-- Prompt --
Below you will find a set of lines. Repeat them all exactly.

-- Data section --
┏━━
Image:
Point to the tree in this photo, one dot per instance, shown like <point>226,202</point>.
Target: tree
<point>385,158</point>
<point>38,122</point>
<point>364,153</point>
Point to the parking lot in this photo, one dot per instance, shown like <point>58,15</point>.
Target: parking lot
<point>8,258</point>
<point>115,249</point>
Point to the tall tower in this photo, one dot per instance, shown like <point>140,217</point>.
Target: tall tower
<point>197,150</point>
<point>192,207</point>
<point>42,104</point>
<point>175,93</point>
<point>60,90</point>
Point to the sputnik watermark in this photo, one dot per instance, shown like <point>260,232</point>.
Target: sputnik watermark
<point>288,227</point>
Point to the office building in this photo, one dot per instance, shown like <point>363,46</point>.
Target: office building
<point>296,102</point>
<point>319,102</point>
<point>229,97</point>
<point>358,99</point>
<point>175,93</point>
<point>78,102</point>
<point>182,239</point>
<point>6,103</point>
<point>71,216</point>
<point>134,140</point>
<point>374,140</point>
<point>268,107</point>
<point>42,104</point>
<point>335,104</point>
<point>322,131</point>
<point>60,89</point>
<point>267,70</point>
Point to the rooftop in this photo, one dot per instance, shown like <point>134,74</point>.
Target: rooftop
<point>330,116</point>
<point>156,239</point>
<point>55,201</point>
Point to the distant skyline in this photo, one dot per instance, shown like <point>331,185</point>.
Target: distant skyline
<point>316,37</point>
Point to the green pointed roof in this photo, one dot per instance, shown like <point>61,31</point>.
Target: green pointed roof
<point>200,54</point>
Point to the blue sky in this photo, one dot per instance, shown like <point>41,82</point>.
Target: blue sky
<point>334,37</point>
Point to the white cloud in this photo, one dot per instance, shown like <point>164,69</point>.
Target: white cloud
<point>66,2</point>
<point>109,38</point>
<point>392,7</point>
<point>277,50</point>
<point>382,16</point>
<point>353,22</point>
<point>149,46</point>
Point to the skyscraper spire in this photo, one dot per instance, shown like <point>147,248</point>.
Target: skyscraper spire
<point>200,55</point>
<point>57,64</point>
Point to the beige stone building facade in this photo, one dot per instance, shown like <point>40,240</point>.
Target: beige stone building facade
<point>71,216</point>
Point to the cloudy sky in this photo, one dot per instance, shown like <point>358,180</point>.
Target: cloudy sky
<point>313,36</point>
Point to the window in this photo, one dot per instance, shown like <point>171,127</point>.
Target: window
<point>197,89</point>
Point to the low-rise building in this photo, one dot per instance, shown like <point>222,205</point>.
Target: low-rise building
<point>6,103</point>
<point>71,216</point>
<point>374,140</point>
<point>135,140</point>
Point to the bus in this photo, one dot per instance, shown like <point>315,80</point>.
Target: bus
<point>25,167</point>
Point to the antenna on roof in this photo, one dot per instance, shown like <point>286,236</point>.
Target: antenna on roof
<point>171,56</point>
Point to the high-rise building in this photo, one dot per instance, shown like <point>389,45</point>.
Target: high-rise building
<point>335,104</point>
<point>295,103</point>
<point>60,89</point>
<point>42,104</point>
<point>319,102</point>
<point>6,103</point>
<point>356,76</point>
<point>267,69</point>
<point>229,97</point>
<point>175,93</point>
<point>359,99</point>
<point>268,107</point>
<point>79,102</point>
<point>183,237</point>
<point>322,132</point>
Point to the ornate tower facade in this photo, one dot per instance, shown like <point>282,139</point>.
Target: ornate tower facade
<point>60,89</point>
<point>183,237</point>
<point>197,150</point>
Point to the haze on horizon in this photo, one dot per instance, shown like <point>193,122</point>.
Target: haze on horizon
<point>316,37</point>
┗━━
-- Written reply --
Image:
Point to the tree in this photo, one dot per instance, shown like <point>226,202</point>.
Target: tree
<point>385,158</point>
<point>38,122</point>
<point>364,153</point>
Point to the parking lot in this photo, one dot per instance, shown like <point>58,15</point>.
Target: parking lot
<point>8,258</point>
<point>115,249</point>
Point to the tall tower in this photo, one dot per instance, shown like <point>140,217</point>.
Target: tall tower
<point>197,150</point>
<point>192,207</point>
<point>42,104</point>
<point>175,93</point>
<point>60,90</point>
Point to the sputnik watermark in this photo, one dot per instance, shown like <point>260,232</point>.
Target: sputnik watermark
<point>288,227</point>
Point to the office building in this photo, one dot per instance, shown like <point>363,46</point>.
Target: office building
<point>296,102</point>
<point>319,102</point>
<point>229,97</point>
<point>358,99</point>
<point>175,93</point>
<point>78,102</point>
<point>182,239</point>
<point>6,103</point>
<point>71,216</point>
<point>134,140</point>
<point>374,140</point>
<point>268,107</point>
<point>42,104</point>
<point>335,104</point>
<point>322,131</point>
<point>60,89</point>
<point>267,70</point>
Point to the rooftop in this photo, one dot per instance, shown like <point>134,74</point>.
Target: rooftop
<point>330,116</point>
<point>156,239</point>
<point>55,201</point>
Point to the distant skyline in this photo, one dot per instance, shown like <point>331,185</point>.
Target: distant skyline
<point>316,37</point>
Point to the green pointed roof in this photo, one dot per instance, shown like <point>61,31</point>.
Target: green pointed roof
<point>200,54</point>
Point to the blue sky in this photo, one dot per instance, shown like <point>41,82</point>.
Target: blue sky
<point>334,37</point>
Point to the white cloud in this photo, one dot per instance, shown like <point>164,69</point>.
Target: white cloud
<point>66,2</point>
<point>109,38</point>
<point>392,7</point>
<point>277,50</point>
<point>382,16</point>
<point>353,22</point>
<point>149,46</point>
Point to the skyscraper spire in this photo, one dot per instance, shown like <point>147,248</point>.
Target: skyscraper spire
<point>200,55</point>
<point>57,64</point>
Point to the beige stone building facade in this photo, one dot per instance, shown like <point>40,240</point>.
Target: beige stone building facade
<point>71,216</point>
Point to the cloudy sky in this photo, one dot per instance, shown like <point>358,180</point>.
Target: cloudy sky
<point>313,36</point>
Point to the window in this photo, one dot per instance, shown like <point>171,127</point>.
Target: window
<point>197,89</point>
Point to the low-rise building in this photo, one dot per instance, shown like <point>222,205</point>.
Target: low-rise building
<point>6,103</point>
<point>71,216</point>
<point>374,140</point>
<point>135,140</point>
Point to the bus in this photo, one dot per instance, shown like <point>315,80</point>.
Target: bus
<point>25,167</point>
Point to the antenna on roof in this photo, one dot per instance, shown like <point>286,236</point>.
Target: antenna on roof
<point>171,56</point>
Point to the high-rise building in this photo, one dot per instance, shown like <point>389,45</point>.
Target: high-rise building
<point>335,104</point>
<point>295,103</point>
<point>60,89</point>
<point>42,104</point>
<point>319,102</point>
<point>6,103</point>
<point>356,76</point>
<point>267,69</point>
<point>229,97</point>
<point>175,93</point>
<point>359,99</point>
<point>268,107</point>
<point>79,102</point>
<point>183,237</point>
<point>322,132</point>
Point to the ornate tower facade in this photo, one dot per instance, shown like <point>282,139</point>.
Target: ornate tower facade
<point>60,89</point>
<point>183,237</point>
<point>197,150</point>
Point to the haze on horizon in this photo, one dot per instance, shown like <point>193,122</point>.
Target: haze on horizon
<point>316,37</point>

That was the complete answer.